__Data extract__
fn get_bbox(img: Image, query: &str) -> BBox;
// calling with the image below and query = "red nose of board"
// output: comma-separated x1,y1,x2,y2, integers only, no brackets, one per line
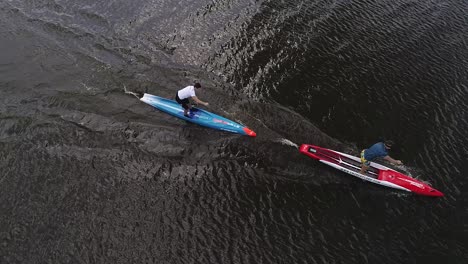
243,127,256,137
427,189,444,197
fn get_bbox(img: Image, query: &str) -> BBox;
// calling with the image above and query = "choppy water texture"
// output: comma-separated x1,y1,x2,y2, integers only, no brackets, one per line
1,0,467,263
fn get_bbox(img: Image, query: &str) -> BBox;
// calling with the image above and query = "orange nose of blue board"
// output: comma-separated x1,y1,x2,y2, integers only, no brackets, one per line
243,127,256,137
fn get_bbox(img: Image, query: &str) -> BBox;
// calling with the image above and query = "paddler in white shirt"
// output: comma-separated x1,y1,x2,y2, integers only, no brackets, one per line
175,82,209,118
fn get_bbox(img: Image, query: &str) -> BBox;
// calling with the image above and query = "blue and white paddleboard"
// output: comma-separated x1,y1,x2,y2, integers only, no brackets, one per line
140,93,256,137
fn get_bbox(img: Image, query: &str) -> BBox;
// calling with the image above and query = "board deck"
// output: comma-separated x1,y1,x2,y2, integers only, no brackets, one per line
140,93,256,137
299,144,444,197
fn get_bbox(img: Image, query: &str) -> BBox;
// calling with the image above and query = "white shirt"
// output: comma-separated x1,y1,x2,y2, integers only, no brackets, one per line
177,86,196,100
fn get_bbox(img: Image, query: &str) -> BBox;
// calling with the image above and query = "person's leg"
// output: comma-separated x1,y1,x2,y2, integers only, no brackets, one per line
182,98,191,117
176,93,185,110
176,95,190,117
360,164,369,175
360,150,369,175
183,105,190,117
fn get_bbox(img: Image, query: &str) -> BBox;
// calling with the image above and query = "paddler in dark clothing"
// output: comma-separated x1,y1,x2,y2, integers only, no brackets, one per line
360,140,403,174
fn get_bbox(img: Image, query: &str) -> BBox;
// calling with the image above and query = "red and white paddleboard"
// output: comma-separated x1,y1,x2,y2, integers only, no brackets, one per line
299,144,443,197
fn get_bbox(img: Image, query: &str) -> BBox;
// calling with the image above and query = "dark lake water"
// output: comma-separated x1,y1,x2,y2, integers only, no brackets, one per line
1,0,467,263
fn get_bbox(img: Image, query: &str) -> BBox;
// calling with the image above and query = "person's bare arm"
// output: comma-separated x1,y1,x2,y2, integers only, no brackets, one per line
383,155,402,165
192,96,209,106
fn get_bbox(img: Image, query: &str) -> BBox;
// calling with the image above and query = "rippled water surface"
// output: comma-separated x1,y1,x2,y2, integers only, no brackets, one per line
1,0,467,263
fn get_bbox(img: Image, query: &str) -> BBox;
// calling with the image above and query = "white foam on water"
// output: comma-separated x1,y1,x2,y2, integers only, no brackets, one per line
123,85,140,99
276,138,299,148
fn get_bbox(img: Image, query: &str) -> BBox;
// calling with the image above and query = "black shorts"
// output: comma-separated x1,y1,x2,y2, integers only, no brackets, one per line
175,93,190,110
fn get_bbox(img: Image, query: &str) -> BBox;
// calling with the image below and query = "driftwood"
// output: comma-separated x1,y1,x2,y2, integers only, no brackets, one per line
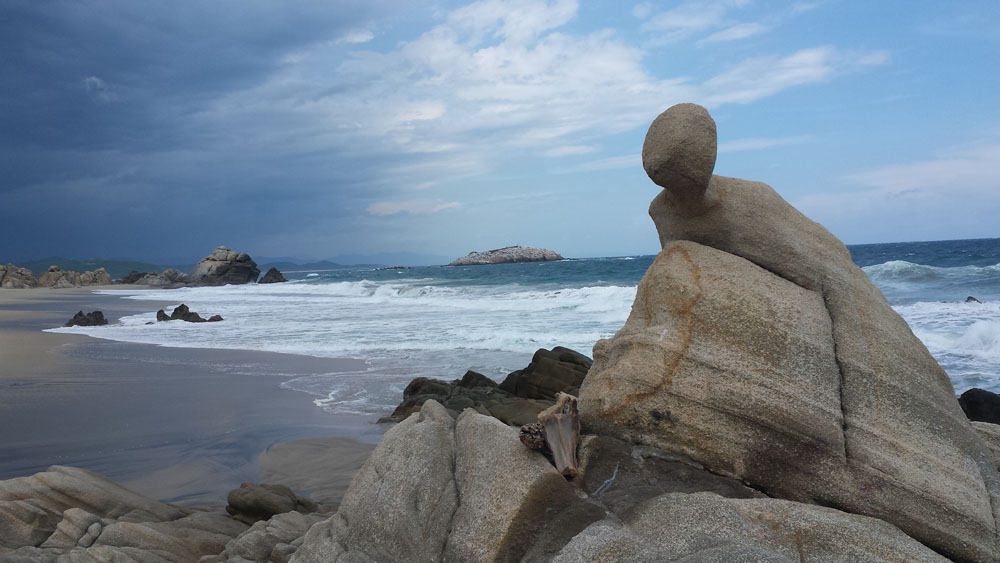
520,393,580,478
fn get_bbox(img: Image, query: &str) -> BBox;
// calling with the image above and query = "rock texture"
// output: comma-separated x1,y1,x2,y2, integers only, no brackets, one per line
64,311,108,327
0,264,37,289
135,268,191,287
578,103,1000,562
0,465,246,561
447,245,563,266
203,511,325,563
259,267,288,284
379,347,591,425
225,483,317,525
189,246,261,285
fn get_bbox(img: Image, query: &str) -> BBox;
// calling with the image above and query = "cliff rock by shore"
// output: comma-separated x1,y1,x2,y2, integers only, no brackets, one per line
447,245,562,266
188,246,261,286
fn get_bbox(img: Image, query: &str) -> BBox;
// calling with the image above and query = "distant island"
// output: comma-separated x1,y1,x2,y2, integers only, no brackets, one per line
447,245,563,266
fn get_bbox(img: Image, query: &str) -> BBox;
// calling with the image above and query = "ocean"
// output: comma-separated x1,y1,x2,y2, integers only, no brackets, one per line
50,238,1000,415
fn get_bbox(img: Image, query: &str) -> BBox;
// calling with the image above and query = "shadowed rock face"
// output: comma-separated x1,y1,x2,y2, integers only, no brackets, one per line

__Task to complete__
From the first line to the last, repeat the listing exactly and skip its images.

__Written response__
fn get_bbox(img: Image, query: &str) -> BBox;
// calling with the image below and query = "red nose of board"
// output: comma-separated x1,y1,x2,y2, integers only, no brackets, one per line
243,127,256,137
427,189,444,197
fn get_bbox(img: Image, query: &str) -> BBox;
// calling with the image above and query = "choppy water texture"
// output: comma-separated x1,y1,x2,y2, integers only, no brackets, one per line
1,0,467,263
fn get_bbox(img: Image, query: &str) -> BBox;
// calling with the image above and query = "orange nose of blue board"
// output: comma-separated x1,y1,x2,y2, integers only, no brackets, one per line
243,127,256,137
fn get_bbox(img: Image, query: &str) -> BBox;
// calling with the image above and query = "paddler in white shirt"
// output: comma-separated x1,y1,x2,y2, integers only, no brackets, one per line
175,82,209,118
fn get_bbox(img: Image, query: &str) -> BBox;
// calling with the image above and query = "blue and white paddleboard"
// output: comma-separated x1,y1,x2,y2, integers only, no brackets, one per line
140,93,256,137
fn get_bbox(img: Image, query: &str) -> BBox;
// calling with the image above and query = "board deck"
// output: comma-separated x1,y1,x2,y2, integers only, no brackets, one per line
140,93,256,137
299,144,444,197
fn get_bbox(img: Image, query: &str) -> BBox;
// calling with the image above and query = "white shirt"
// output: comma-separated x1,y1,x2,y2, integers only, no brackets, one per line
177,86,196,100
fn get_bbox(img: Image, query: &str) -> BBox;
// calling with the image above and query = "person's leg"
// output: comma-separated x1,y1,x2,y2, integers only, no brackets, one per line
182,98,191,117
176,93,185,110
176,95,190,117
360,164,369,175
360,150,369,175
183,105,190,117
fn get_bbox(img: Image, query: &str) -> BBox;
// calling with the image above and query = "paddler in dark clothing"
// output: comma-separated x1,y1,x2,y2, integers only, no brackets, one per line
360,140,403,174
fn get_bbox(img: Image, query: &str) -> BBox;
// calling with the image above and query = "red and white paddleboard"
// output: comma-separated x1,y1,x2,y2, integers only, no brackets, one per line
299,144,443,197
fn get_bbox(img: Image, query: &str) -> BBox;
// calling with the image above and query = "dark lake water"
// output: comma-separated x1,y1,x2,y2, integers only, no brackets, one per line
1,0,467,263
fn get_bbox(img: Image, query: &str) -> BBox;
// calling with the image above and query = "person's bare arm"
// output: comma-separated x1,y1,x2,y2, integers only, no brackets, one per line
383,155,402,165
192,96,209,106
fn get_bbox(img: Image, query: &str) -> BBox;
// calling with the image above and query = "rippled water surface"
// output: comma-separated x1,y1,x2,y2, integers only, no brackets, one per line
1,0,467,263
fn get_bbox(img: Image, query: &str) -> BBox;
// calling with the image above and query = "white foam on water"
// output: comma-separated x1,y1,x2,y2, integers only, no brackets, one per line
123,85,140,99
276,138,299,148
fn get_bbox(img: Image, query: &str) -> BBox;
// calling with the image above and query = "black shorts"
// output: comma-separated x1,y1,x2,y2, integers only, no brackets, one per line
175,93,190,110
fn get_bbox(img: Image, query: &str) -> BBox;
// calling with the image below and query = "driftwood"
// output: comma-separated x1,y1,x2,y2, integers only, no brackets, one per line
520,393,580,478
fn get_bbox(img: Image, query: &str) -> BBox;
// calling with the image above and query = "rock texture"
// output: comma-separated x1,y1,x2,y2, integers only, no brackets, one per line
64,311,108,327
0,264,37,289
135,268,191,287
578,103,1000,562
0,465,246,561
447,245,563,266
203,511,325,563
259,267,288,284
379,347,591,425
225,483,317,525
189,246,261,285
fn get_bbox(img: Image, query: &str) -> BBox;
// calling with the image above and query = "cliff rock by shore"
// output: comma-separated x1,y1,x2,y2, integers only, no brackets, one per line
447,245,562,266
188,246,261,286
fn get_bbox(img: Image, query: &str) -> BBox;
// calling with the image above and query = "distant island"
// output: comma-separated x1,y1,x2,y2, integers only, no brackets, one per line
447,245,563,266
fn get_bbox(img: Image, query: &str) -> BBox;
// calling with the image above and query = "ocean"
// output: comma-separated x1,y1,x2,y2, integers only, no brackets, one per line
50,238,1000,415
fn get_bbox(img: Image, query: &str) -> BBox;
// calling with the image above and query = "shadowed rock face"
// output: comma-separated x1,y1,x2,y2, integers only, no brackets, one per line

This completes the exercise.